Rotterdam, met ook een fikse vernieuwingsopgave, en Eindhoven, dat extra druk voelt door de magneetfunctie van het hightechcluster in en om de Lichtstad, blijven in deze cijfers ietwat onderbelicht. Minder arbitrair zijn de cijfers als wordt gekeken naar de gemeenten aan de noordoostelijke en zuidelijke rand (Limburg en Zeeuws-Vlaanderen). In de Groningse gemeente Pekela woonde je in 2023 nog voor gemiddeld minder dan € 2.000 per m².

Bovenplanse kosten

Wat zowel de populaire als de minder populaire plekken gemeen hebben, is dat nieuwbouw er lastig rond te rekenen is. In de goedkoopste gemeenten kun je nooit rendabel bouwen, omdat de bouwkosten – gerekend met € 1.500 tot € 2.500 voor een greenfieldlocatie – niet of nauwelijks opwegen tegen de woningwaarde. Er moet sowieso belastinggeld bij om de bovenplanse kosten eruit te halen.

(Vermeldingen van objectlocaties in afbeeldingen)
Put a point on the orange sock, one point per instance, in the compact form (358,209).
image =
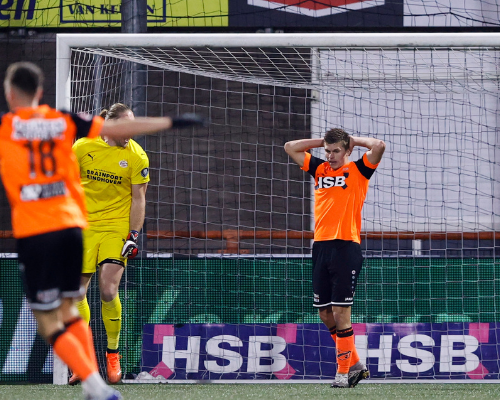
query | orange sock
(71,352)
(333,334)
(79,328)
(345,350)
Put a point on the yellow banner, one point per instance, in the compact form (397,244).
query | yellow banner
(106,13)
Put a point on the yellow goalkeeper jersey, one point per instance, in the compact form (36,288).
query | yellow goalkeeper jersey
(107,174)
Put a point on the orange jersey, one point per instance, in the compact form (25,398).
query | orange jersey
(39,170)
(339,197)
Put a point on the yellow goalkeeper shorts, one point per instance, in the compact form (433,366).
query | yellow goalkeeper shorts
(100,247)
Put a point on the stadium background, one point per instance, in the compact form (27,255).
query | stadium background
(208,286)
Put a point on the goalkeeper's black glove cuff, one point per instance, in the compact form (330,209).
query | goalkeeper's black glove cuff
(130,249)
(187,120)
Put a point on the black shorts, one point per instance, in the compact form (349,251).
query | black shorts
(336,267)
(51,265)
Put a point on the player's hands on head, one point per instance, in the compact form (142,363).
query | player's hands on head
(188,119)
(130,249)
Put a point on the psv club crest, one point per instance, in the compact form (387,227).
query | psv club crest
(316,8)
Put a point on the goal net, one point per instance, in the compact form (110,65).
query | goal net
(223,290)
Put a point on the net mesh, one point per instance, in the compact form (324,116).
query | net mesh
(229,216)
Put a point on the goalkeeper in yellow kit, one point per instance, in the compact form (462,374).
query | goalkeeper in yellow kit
(114,175)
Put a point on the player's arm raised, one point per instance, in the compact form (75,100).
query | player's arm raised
(376,147)
(122,128)
(296,149)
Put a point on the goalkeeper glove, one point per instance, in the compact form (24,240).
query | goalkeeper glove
(130,248)
(187,120)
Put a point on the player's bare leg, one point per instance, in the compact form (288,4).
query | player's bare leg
(109,280)
(69,348)
(339,319)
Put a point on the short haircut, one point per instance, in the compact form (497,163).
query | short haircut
(115,111)
(24,76)
(337,135)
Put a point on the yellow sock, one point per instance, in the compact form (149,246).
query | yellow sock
(112,318)
(84,309)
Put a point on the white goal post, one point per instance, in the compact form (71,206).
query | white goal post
(432,215)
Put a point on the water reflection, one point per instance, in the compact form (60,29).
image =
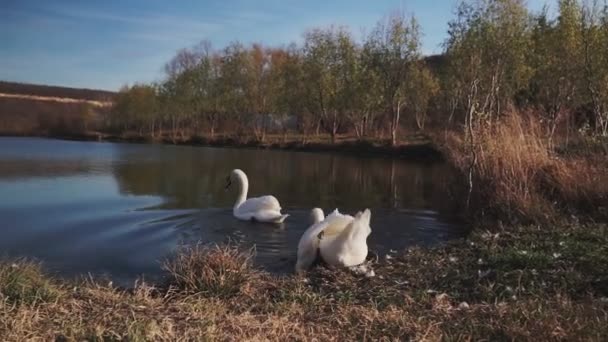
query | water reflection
(119,209)
(193,177)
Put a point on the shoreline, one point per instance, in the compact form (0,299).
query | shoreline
(420,150)
(514,283)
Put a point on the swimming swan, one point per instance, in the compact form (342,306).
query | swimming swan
(261,209)
(340,239)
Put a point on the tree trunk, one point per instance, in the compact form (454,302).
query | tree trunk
(395,124)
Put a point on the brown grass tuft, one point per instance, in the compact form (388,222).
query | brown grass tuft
(23,282)
(212,271)
(517,175)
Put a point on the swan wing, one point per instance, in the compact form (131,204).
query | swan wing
(256,204)
(336,223)
(309,245)
(359,224)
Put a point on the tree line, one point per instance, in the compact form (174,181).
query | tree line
(498,56)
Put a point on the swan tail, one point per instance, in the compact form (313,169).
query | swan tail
(282,218)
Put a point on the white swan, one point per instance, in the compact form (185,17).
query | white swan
(262,209)
(340,239)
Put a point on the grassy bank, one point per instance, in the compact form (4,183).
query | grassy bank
(518,175)
(521,283)
(414,146)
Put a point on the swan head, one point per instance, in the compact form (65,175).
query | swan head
(237,175)
(365,218)
(316,215)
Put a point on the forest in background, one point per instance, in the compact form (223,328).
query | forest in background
(499,58)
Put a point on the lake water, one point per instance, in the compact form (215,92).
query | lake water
(120,209)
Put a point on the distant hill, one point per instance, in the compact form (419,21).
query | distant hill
(31,109)
(56,91)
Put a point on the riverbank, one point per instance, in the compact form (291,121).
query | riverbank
(505,283)
(414,146)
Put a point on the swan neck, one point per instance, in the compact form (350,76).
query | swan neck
(243,184)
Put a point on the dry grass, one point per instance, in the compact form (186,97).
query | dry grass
(518,176)
(213,271)
(514,287)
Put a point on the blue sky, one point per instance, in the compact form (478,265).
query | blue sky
(105,44)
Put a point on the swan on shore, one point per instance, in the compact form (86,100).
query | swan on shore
(340,239)
(261,209)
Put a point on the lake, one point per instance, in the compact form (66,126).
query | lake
(120,209)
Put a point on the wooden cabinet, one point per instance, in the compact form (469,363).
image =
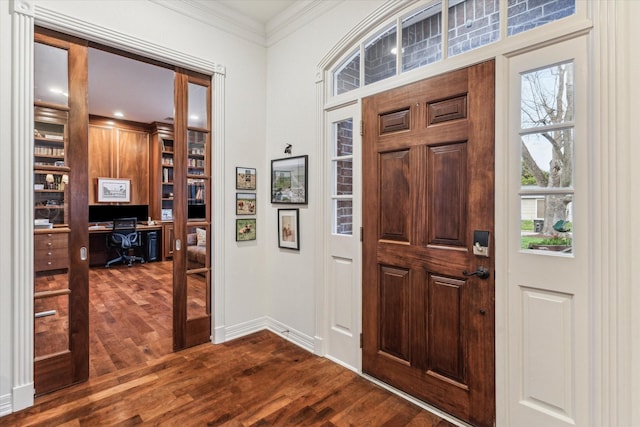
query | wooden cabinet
(51,250)
(119,150)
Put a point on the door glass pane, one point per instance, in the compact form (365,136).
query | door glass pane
(197,106)
(422,38)
(547,159)
(50,67)
(196,168)
(347,76)
(523,15)
(380,57)
(343,177)
(547,96)
(546,222)
(472,24)
(343,138)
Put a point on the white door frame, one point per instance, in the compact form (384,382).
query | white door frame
(25,15)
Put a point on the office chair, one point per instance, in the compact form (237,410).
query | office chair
(124,237)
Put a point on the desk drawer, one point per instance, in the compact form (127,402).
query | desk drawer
(53,259)
(50,241)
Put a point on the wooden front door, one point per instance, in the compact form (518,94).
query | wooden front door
(428,184)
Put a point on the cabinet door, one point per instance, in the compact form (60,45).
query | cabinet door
(133,163)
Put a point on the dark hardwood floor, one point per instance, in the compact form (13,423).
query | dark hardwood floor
(130,311)
(257,380)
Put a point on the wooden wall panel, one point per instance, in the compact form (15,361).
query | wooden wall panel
(446,329)
(394,312)
(133,163)
(447,170)
(395,218)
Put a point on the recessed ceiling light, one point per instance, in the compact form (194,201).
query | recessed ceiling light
(58,91)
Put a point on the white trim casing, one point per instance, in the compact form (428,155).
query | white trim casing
(22,203)
(25,16)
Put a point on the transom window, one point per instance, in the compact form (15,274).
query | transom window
(468,25)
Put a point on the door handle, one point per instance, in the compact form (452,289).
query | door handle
(481,272)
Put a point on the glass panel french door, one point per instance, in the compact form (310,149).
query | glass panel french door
(192,210)
(61,273)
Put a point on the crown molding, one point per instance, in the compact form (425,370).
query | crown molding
(295,17)
(224,18)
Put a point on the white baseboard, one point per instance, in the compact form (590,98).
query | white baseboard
(302,340)
(23,396)
(5,405)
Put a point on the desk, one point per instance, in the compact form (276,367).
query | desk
(100,253)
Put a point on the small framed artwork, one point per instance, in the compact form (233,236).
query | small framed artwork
(288,229)
(245,229)
(246,203)
(114,190)
(289,180)
(245,178)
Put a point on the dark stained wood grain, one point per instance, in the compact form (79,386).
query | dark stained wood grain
(257,380)
(445,191)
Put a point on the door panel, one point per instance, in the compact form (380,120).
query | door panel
(428,184)
(61,275)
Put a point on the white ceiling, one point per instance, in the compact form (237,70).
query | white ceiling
(144,92)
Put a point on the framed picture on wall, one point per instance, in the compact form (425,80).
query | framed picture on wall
(245,178)
(289,180)
(114,190)
(288,229)
(245,229)
(246,204)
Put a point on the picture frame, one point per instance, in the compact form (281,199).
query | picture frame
(288,229)
(114,190)
(246,204)
(246,178)
(289,180)
(245,229)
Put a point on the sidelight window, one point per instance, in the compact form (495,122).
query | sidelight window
(547,158)
(342,188)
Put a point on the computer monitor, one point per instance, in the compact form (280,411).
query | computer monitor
(106,213)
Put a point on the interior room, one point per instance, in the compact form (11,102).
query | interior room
(369,211)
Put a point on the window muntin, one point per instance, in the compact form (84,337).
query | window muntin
(472,24)
(342,177)
(347,76)
(547,157)
(422,37)
(380,56)
(524,15)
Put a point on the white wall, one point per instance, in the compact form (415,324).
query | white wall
(291,118)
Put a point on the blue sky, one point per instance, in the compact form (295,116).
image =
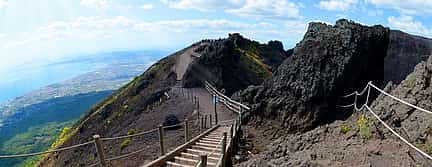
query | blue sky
(45,30)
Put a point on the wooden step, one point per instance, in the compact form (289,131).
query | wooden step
(203,151)
(209,139)
(208,145)
(209,142)
(205,148)
(174,164)
(196,157)
(182,159)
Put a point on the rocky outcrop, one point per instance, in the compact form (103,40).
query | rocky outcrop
(234,63)
(327,63)
(404,52)
(341,143)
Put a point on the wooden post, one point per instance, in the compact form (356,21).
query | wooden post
(205,121)
(215,102)
(161,140)
(198,107)
(186,131)
(99,149)
(210,120)
(202,122)
(203,160)
(223,149)
(232,130)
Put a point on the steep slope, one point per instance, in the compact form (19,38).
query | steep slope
(131,107)
(328,62)
(235,63)
(296,119)
(342,143)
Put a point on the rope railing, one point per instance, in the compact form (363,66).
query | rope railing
(398,99)
(365,105)
(129,136)
(98,141)
(46,152)
(214,91)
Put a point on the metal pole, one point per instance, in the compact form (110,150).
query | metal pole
(223,149)
(186,131)
(198,106)
(232,130)
(202,122)
(205,121)
(161,140)
(215,102)
(99,149)
(203,159)
(235,128)
(210,120)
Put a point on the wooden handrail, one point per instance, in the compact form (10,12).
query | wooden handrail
(161,160)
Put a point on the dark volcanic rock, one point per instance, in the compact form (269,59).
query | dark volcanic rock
(327,63)
(404,52)
(329,145)
(234,63)
(171,120)
(416,89)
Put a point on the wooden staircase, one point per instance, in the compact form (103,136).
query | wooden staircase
(210,144)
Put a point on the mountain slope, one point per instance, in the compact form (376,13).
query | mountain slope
(297,119)
(235,63)
(132,106)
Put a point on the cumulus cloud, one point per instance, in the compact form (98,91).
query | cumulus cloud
(337,5)
(267,9)
(408,24)
(202,5)
(147,6)
(406,7)
(95,4)
(280,9)
(88,28)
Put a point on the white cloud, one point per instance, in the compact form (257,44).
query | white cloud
(406,7)
(2,3)
(147,6)
(267,9)
(202,5)
(408,24)
(89,28)
(95,4)
(337,5)
(280,9)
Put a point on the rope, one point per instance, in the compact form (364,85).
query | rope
(379,119)
(46,152)
(128,136)
(126,155)
(400,137)
(400,100)
(172,126)
(356,92)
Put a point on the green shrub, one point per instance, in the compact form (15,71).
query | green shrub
(125,143)
(345,129)
(364,130)
(411,81)
(131,131)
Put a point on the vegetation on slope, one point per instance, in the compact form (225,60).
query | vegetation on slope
(36,128)
(36,138)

Doel
Zet deze zin uit de tekst over woningprijzen en nieuwbouw om in het Engels: "In de Groningse gemeente Pekela woonde je in 2023 nog voor gemiddeld minder dan € 2.000 per m²."

Volledig antwoord
In the Groningen municipality of Pekela, you could still live for an average of less than €2,000 per m² in 2023.